#### Records for this task ####

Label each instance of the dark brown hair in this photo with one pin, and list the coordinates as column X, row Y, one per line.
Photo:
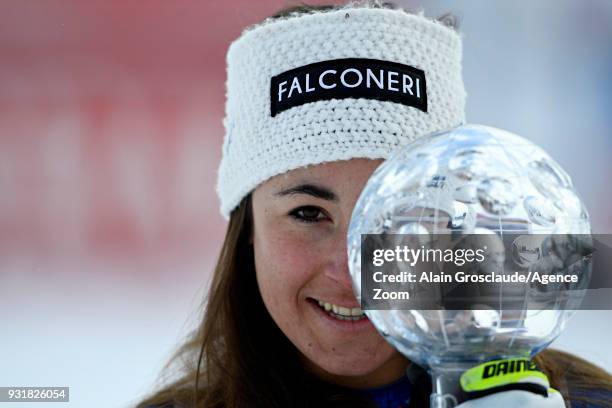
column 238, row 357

####
#### Records for this task ####

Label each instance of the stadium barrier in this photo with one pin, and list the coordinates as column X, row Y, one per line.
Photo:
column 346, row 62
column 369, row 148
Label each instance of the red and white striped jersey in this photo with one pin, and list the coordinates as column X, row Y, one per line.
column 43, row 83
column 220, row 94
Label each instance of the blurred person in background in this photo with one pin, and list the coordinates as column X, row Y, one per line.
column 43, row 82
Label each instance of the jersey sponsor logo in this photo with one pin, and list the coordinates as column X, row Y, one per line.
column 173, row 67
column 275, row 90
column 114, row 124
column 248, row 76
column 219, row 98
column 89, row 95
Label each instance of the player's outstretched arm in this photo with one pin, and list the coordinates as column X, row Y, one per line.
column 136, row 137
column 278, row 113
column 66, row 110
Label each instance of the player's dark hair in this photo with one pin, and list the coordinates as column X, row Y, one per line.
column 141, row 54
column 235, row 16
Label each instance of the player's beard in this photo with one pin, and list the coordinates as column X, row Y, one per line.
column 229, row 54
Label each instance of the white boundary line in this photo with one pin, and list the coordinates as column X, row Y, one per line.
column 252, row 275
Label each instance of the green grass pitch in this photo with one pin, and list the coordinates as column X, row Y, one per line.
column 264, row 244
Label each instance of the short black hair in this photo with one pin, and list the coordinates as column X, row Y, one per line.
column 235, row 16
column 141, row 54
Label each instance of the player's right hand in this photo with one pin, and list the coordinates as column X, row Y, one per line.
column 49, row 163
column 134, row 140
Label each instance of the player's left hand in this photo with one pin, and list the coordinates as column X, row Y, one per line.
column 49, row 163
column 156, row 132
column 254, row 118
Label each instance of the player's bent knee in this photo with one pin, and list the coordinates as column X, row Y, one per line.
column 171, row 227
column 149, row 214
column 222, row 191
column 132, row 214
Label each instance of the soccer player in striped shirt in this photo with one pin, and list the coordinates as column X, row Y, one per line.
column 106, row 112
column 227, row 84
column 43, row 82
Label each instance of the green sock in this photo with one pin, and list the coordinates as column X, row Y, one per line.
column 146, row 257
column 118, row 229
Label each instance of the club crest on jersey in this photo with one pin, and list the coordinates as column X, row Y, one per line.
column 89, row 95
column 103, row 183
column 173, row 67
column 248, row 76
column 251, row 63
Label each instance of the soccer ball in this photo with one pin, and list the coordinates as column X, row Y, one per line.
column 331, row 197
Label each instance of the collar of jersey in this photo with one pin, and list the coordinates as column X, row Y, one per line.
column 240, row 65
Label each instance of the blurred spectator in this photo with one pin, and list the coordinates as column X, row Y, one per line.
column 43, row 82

####

**Problem statement**
Extract the lines of data from the line with "Label each instance of the soccer player" to the line with "column 240, row 65", both included, and repeat them word for word.

**Task output**
Label each instance of the soccer player in striped shirt in this photo with one pin, and list the coordinates as column X, row Y, one per line.
column 106, row 112
column 227, row 84
column 43, row 82
Label each instance of the green sock in this photo with one pin, and list the coordinates as column X, row Y, one per line.
column 146, row 257
column 118, row 229
Label each instance of the club crest on jersey in this photo with one pin, and list the coordinates as column X, row Y, one per line.
column 89, row 95
column 103, row 183
column 173, row 67
column 248, row 76
column 251, row 63
Label each instance of the soccer ball in this photo with one pin, and list the coordinates as column X, row Y, one per line.
column 331, row 197
Label each instance of the collar of jersey in this photo with one pin, and list the coordinates as column X, row Y, one per line.
column 240, row 65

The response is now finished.